_STATED GOAL_: Count the lines in the records below that contain the string "white". Give only the number.

(Source records)
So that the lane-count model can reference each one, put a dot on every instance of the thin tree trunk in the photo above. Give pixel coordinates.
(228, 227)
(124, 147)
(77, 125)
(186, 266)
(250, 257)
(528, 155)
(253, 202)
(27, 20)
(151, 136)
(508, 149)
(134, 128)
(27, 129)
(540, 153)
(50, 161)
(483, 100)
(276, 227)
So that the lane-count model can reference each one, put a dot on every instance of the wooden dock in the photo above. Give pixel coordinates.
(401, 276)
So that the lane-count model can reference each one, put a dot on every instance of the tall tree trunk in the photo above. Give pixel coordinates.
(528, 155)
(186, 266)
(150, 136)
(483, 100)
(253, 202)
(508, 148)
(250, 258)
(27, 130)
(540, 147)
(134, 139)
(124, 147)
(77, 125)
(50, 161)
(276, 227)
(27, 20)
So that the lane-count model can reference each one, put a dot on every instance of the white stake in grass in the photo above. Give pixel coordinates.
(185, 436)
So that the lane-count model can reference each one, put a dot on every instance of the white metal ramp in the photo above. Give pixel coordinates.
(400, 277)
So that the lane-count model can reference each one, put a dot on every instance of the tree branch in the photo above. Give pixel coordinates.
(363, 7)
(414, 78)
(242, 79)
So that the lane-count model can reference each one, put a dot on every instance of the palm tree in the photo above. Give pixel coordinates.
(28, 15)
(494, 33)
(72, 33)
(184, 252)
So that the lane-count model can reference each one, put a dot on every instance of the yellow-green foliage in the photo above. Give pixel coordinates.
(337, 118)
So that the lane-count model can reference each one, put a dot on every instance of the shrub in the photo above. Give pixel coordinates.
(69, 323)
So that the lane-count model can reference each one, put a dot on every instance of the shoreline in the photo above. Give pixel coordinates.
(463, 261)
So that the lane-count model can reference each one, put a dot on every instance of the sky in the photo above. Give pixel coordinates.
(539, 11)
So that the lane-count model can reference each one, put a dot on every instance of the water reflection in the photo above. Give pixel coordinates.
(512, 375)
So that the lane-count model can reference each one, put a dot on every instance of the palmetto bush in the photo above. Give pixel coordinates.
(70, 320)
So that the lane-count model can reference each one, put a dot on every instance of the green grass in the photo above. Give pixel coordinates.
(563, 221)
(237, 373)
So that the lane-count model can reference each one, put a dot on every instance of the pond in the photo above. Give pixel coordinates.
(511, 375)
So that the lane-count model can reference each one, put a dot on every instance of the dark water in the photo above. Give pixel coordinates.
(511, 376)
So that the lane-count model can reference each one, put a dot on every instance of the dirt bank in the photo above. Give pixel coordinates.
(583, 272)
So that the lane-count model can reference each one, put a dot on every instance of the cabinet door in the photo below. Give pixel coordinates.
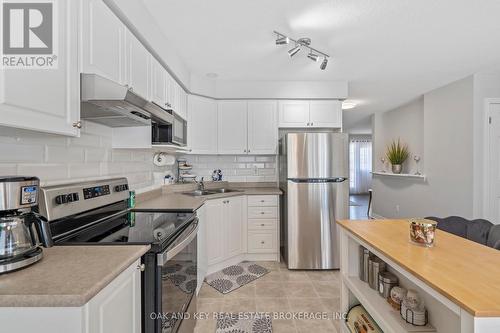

_RESPONSE BELOW_: 2